EXCERPTED RECORDS Block Start

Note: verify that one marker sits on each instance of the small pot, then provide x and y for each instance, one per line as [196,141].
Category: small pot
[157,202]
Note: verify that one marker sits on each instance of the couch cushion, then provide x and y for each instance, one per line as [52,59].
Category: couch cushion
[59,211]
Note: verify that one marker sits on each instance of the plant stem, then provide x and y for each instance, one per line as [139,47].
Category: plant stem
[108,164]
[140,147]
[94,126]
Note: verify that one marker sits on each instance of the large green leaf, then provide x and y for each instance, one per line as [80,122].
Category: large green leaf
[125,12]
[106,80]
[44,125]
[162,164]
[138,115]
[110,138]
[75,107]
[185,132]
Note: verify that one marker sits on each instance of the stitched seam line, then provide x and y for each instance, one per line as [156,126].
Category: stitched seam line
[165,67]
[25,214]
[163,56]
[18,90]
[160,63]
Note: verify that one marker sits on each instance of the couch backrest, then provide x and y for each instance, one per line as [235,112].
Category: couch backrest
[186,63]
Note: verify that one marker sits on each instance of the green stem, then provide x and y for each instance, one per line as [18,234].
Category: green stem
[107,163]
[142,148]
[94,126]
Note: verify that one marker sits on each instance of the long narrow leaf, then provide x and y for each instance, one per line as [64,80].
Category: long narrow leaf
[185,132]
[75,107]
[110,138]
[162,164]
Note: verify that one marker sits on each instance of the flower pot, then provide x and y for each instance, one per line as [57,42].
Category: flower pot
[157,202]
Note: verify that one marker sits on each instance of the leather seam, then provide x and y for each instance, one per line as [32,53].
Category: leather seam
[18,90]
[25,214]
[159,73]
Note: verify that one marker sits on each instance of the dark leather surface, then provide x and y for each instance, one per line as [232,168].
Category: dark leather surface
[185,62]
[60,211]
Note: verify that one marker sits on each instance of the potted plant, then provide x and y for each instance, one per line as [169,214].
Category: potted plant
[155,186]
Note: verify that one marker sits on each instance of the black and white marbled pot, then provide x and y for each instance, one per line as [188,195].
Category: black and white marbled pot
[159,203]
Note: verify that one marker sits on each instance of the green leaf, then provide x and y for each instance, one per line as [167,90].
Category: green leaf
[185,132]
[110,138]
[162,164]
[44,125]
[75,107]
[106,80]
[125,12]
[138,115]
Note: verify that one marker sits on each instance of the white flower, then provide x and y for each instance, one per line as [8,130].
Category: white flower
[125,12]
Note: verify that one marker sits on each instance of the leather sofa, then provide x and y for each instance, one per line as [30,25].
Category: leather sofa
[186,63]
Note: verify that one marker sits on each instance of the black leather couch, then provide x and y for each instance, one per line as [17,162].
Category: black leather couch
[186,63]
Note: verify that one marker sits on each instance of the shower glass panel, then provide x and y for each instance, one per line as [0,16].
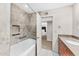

EXCERPTED RECORDS Block End

WHAT YOU NEED TO DO
All of the records above are to be printed exactly, with every picture omitted.

YOUR SOLUTION
Note: verify that one marker sits on each instance of the small pot, then provide x and y for each instance, one per line as [196,141].
Category: small pot
[157,202]
Note: verify that one marker sits on each instance of the couch cushion, then provide x and y for each instance, one per line as [52,59].
Category: couch cushion
[59,211]
Note: verify that one marker sits on each instance of the plant stem, then provide x and y for each instance, one per line as [139,47].
Category: plant stem
[108,164]
[140,147]
[94,126]
Note: verify that one marker sits on each instance of the large green leaf, then provide x and y for each instance, one per line as [80,122].
Category: large green leaf
[125,12]
[106,80]
[44,125]
[162,164]
[138,115]
[110,138]
[75,107]
[185,132]
Note: verify that one marker sits on each instance of the stitched seam line, then provide x and y for each instance, one per line as [156,126].
Category: stitched seam line
[165,67]
[25,214]
[163,56]
[18,90]
[160,63]
Note: verify that one marker sits on each instance of the couch backrest, then provide x and y for each instance, one per line as [235,112].
Category: couch backrest
[186,63]
Note: verify that one marker sits on each instance of the green stem, then provide x and y for each instance, one per line as [18,234].
Category: green stem
[107,163]
[142,148]
[94,126]
Note: verify that one marker sits on each instance of the long narrow leaf, then provide x and y for each instance, one per line as [64,80].
Category: long narrow leaf
[185,132]
[75,107]
[110,138]
[162,164]
Note: verify that one marker sits on each instance of the flower pot, then provide x and y for each instance, one per line as [57,42].
Category: flower pot
[157,202]
Note: verify that one marker sits on each instance of the leather seam, then provide x and y for each instance, one per line as [32,53].
Category: leather seam
[18,90]
[25,214]
[159,73]
Note: verify that one marker sits on each instance of the dark leather surface, then provide x and y for each instance, one per line as [232,168].
Category: dark leather surface
[185,62]
[60,211]
Note: verify that one marker sits on each instance of the potted plant, then provide x and y for each instance, one per line as [169,214].
Category: potted plant
[155,186]
Note: verify that one marker sits on each instance of the black and white marbled pot, then provide x and y for each instance, one per line as [188,195].
Category: black and white marbled pot
[159,203]
Note: verify that one marker sits on each instance of the green leaf, then provide x and y for each instance, one per line as [167,90].
Category: green leaf
[185,132]
[110,138]
[162,164]
[44,125]
[75,107]
[106,80]
[125,12]
[138,115]
Note: verify that one marker sits on each instance of the white flower, then provide x and y for each instance, one per line as [8,130].
Category: white flower
[125,12]
Note: verify that one marker sits on each instance of the leather sofa, then provide x and y for each instance, one per line as [30,25].
Category: leather sofa
[186,63]
Note: verify that one marker sits on each instance of the black leather couch, then provide x and y for each instance, one per line as [17,162].
Category: black leather couch
[186,63]
Note: verify that one marker sits on each instance of the shower glass panel, then provide x and y for each instance, one per line as [0,16].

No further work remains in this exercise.